Show every line of the data below that includes the word "chrome".

(Point-per-instance localization data)
........

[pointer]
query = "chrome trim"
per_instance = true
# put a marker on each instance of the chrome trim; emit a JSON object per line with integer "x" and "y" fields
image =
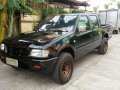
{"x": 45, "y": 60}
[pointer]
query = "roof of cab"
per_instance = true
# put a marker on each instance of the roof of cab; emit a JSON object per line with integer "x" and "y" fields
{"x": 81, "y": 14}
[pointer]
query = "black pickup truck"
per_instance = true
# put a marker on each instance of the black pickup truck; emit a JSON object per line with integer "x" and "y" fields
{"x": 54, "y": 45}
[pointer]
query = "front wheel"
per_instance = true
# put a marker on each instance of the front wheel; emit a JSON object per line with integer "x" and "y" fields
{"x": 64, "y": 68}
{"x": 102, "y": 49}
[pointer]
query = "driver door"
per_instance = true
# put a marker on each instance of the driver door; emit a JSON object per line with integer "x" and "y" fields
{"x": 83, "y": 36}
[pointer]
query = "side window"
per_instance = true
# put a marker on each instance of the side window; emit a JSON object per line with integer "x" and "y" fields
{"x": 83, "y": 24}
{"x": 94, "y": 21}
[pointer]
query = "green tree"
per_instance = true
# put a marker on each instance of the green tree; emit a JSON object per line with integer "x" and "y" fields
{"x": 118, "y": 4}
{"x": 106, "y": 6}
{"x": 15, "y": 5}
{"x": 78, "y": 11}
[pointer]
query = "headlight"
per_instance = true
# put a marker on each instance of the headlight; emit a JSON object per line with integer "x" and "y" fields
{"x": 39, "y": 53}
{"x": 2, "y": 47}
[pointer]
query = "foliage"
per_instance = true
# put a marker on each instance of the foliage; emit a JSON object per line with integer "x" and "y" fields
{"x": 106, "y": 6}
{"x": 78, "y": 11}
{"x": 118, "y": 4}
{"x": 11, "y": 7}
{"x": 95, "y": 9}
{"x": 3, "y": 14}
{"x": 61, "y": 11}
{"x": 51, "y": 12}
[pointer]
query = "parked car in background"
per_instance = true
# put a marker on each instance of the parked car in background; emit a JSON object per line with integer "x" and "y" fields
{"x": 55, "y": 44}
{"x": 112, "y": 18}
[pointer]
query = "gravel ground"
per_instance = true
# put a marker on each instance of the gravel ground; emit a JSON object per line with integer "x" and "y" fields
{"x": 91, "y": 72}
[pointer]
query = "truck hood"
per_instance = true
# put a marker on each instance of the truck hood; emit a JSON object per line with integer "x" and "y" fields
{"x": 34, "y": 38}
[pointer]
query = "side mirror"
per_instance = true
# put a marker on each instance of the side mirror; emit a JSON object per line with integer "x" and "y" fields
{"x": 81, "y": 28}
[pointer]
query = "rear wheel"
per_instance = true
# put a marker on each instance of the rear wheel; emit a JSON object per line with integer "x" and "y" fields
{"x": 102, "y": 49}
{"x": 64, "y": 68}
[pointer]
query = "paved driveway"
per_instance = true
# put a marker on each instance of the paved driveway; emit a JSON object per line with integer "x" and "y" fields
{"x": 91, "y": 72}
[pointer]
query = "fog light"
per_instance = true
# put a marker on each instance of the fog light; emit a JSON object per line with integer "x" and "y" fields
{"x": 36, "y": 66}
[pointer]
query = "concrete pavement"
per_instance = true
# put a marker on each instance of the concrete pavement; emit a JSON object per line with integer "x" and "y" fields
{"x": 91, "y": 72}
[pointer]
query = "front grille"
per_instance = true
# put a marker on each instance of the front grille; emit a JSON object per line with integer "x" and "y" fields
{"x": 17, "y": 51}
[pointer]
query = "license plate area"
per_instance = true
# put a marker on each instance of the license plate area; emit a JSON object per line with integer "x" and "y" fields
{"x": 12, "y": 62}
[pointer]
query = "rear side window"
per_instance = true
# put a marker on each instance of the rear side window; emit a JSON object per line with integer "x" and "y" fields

........

**WORKED SOLUTION**.
query = "chrome trim"
# put a marker on each instance of the chrome trim; emit a JSON object per line with integer "x" and "y" fields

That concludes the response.